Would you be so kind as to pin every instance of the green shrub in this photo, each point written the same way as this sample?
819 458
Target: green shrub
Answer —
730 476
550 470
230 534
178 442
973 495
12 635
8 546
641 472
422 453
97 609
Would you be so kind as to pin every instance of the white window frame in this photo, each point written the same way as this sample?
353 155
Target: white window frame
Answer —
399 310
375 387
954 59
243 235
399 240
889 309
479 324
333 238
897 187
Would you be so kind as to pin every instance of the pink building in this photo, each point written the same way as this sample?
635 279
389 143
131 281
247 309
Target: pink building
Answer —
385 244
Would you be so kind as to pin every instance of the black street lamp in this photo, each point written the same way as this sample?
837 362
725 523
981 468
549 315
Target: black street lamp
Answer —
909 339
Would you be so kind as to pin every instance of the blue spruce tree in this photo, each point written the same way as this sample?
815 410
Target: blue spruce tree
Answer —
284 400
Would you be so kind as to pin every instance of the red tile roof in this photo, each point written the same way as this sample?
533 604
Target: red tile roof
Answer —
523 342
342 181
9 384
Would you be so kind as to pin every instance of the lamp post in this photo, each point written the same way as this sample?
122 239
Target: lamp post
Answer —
= = = = = = =
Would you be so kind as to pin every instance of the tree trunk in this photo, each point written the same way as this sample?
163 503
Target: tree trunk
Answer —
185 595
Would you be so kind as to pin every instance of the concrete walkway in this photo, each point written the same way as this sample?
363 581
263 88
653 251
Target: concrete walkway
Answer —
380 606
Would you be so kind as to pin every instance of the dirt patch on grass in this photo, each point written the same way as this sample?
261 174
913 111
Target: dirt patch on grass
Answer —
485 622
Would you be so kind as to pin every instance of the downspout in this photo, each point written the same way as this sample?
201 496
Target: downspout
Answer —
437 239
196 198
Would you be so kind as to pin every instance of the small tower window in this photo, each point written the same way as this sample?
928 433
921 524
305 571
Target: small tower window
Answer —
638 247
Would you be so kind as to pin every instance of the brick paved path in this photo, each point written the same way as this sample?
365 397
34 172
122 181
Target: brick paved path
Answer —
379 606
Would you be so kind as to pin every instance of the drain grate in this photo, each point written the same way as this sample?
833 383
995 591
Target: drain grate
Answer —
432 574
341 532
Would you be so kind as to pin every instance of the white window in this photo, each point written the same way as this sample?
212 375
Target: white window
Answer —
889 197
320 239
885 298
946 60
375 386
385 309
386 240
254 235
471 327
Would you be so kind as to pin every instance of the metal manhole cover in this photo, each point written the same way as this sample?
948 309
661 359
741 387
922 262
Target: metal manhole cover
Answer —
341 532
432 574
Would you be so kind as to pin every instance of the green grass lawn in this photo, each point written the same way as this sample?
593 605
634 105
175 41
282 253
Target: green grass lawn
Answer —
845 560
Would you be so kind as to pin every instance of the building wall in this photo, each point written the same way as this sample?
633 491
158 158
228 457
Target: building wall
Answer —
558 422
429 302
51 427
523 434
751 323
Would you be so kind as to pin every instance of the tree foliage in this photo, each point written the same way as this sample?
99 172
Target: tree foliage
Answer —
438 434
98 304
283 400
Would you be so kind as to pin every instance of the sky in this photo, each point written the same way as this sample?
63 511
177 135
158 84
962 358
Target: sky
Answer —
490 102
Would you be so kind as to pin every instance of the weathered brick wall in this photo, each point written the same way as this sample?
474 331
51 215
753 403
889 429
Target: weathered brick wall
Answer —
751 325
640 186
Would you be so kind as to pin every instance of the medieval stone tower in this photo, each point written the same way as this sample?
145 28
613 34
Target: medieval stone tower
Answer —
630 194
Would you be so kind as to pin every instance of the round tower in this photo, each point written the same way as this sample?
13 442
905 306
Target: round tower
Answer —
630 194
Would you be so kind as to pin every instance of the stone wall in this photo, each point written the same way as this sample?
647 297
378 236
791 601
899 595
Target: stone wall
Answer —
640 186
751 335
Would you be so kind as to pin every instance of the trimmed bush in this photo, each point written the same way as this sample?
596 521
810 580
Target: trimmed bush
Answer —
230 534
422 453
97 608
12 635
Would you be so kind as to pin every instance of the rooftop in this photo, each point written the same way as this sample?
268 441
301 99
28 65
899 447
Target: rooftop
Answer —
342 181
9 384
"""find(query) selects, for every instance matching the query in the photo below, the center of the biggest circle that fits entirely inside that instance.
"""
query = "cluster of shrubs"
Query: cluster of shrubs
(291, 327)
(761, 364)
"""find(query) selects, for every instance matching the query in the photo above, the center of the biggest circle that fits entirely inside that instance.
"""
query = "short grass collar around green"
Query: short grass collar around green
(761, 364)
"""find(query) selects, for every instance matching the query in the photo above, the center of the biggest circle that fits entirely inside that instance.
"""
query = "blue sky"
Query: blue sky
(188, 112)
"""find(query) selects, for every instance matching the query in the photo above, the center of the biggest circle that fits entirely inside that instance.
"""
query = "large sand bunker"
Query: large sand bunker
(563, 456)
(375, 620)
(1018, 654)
= = = = = = =
Working from the entries above, filter out every line that lacks "paved" and copy what remains.

Would you be so kind as to pin every instance of the brick paved path in this photo, each point written the same way as this sample?
Target: brick paved path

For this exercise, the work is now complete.